PROBLEM TO WORK ON: From the listing below, set down exactly the lines between the one holding "the black hooded" and the one holding "the tan combat", inclusive. No other line is wanted.

TASK DATA:
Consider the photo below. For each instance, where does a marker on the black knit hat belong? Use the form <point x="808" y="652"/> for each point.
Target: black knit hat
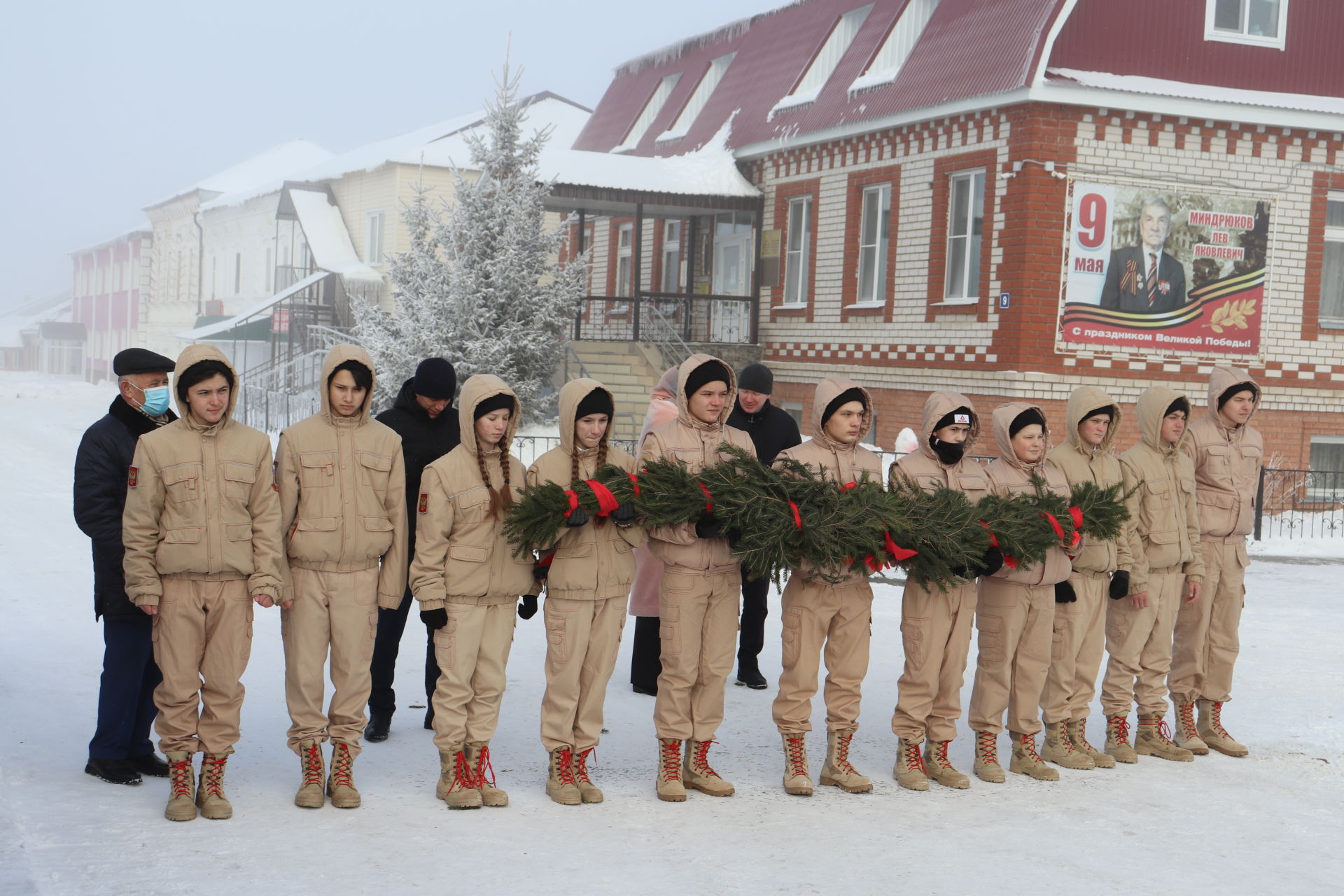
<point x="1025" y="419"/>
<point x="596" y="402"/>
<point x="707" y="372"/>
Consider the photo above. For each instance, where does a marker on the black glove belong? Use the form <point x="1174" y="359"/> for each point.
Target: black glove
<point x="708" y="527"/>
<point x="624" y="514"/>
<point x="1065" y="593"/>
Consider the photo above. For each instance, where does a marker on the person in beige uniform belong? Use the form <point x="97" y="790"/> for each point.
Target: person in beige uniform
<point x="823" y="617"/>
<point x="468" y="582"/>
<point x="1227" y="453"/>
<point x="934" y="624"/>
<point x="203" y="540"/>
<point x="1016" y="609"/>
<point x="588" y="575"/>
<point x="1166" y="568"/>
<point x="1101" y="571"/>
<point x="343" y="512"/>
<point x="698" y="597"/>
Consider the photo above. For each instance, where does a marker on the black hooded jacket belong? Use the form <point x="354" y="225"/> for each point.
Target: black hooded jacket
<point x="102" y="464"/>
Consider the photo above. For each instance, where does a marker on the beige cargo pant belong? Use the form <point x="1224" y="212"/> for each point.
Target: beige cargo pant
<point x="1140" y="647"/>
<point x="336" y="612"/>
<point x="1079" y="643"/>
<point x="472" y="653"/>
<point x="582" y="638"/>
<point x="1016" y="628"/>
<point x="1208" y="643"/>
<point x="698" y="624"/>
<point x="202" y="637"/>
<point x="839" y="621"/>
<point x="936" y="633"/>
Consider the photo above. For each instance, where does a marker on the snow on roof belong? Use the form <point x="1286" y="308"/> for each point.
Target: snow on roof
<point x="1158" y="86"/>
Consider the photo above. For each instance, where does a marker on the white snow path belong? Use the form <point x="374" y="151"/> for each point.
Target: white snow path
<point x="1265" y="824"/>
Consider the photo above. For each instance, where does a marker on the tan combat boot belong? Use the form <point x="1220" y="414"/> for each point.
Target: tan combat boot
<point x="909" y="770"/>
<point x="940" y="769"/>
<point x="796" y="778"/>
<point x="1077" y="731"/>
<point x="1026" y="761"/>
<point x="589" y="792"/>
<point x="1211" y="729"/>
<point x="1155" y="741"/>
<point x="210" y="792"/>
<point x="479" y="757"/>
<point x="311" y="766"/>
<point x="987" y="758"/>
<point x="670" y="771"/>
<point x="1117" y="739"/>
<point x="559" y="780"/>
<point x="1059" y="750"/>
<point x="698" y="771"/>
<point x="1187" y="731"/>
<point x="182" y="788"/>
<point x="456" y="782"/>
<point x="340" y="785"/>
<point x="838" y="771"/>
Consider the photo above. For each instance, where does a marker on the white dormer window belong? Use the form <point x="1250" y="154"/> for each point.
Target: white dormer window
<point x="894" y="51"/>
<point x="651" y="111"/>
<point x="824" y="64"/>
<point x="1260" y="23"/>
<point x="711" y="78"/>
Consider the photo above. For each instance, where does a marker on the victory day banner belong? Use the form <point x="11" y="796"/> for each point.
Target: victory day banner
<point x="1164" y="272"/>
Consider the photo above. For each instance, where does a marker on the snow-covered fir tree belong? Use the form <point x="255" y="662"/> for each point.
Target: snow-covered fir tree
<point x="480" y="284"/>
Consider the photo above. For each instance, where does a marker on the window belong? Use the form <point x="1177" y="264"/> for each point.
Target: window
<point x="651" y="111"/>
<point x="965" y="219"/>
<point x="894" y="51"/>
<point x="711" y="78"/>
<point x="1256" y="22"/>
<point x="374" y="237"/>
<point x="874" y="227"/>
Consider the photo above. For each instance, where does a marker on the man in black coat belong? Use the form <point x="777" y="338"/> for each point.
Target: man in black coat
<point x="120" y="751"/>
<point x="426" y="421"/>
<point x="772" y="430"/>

* * *

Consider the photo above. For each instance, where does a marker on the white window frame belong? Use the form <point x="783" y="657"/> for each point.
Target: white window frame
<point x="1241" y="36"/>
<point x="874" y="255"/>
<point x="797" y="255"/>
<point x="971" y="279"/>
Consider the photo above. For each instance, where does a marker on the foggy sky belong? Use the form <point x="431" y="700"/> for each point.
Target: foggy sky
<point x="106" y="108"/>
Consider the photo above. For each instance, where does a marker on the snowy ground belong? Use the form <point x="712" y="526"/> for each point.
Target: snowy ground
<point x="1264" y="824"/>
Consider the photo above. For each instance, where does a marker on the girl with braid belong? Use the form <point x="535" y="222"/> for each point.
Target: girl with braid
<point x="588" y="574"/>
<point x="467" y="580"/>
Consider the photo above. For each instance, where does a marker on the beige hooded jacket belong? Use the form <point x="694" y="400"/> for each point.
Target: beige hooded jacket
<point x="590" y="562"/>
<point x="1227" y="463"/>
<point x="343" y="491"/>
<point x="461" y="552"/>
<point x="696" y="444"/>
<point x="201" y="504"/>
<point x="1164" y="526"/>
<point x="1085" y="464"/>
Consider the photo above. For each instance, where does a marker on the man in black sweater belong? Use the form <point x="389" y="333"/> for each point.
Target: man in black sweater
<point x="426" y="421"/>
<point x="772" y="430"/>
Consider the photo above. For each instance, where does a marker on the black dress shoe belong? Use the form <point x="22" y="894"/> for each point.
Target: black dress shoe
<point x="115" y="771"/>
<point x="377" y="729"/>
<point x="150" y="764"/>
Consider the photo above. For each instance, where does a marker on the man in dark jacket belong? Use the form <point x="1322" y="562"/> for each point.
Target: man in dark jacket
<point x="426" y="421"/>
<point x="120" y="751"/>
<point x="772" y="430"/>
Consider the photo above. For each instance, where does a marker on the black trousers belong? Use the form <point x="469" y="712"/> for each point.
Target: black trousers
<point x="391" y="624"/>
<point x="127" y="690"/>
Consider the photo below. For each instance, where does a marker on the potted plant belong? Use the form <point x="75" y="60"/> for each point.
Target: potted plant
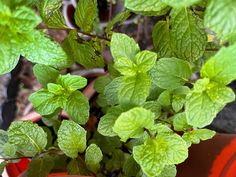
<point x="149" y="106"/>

REPLY:
Consider the photo above. For each instance, where does a marker on the black hooded jacket belong? Use the form <point x="354" y="225"/> for each point.
Target: black hooded jacket
<point x="102" y="464"/>
Consider the photo above. For each instance, where does a marker on the beige cargo pant belong? Use the form <point x="1224" y="212"/> for each point.
Target: beige cargo pant
<point x="1140" y="647"/>
<point x="336" y="612"/>
<point x="1079" y="643"/>
<point x="472" y="653"/>
<point x="582" y="638"/>
<point x="1016" y="628"/>
<point x="1208" y="643"/>
<point x="698" y="624"/>
<point x="202" y="637"/>
<point x="839" y="621"/>
<point x="936" y="633"/>
Consider the photo above. For each instance, where does a marker on the snow on roof belong? Use the form <point x="1286" y="308"/> for each point.
Target: snow on roof
<point x="1158" y="86"/>
Consider the photo above. For each instance, where does a marker on the white snow path belong? Use the form <point x="374" y="151"/> for each point.
Target: white snow path
<point x="1265" y="824"/>
Consider the photo above. For each instance, where does a marker on the tan combat boot belong? Use the form <point x="1220" y="414"/> for each point.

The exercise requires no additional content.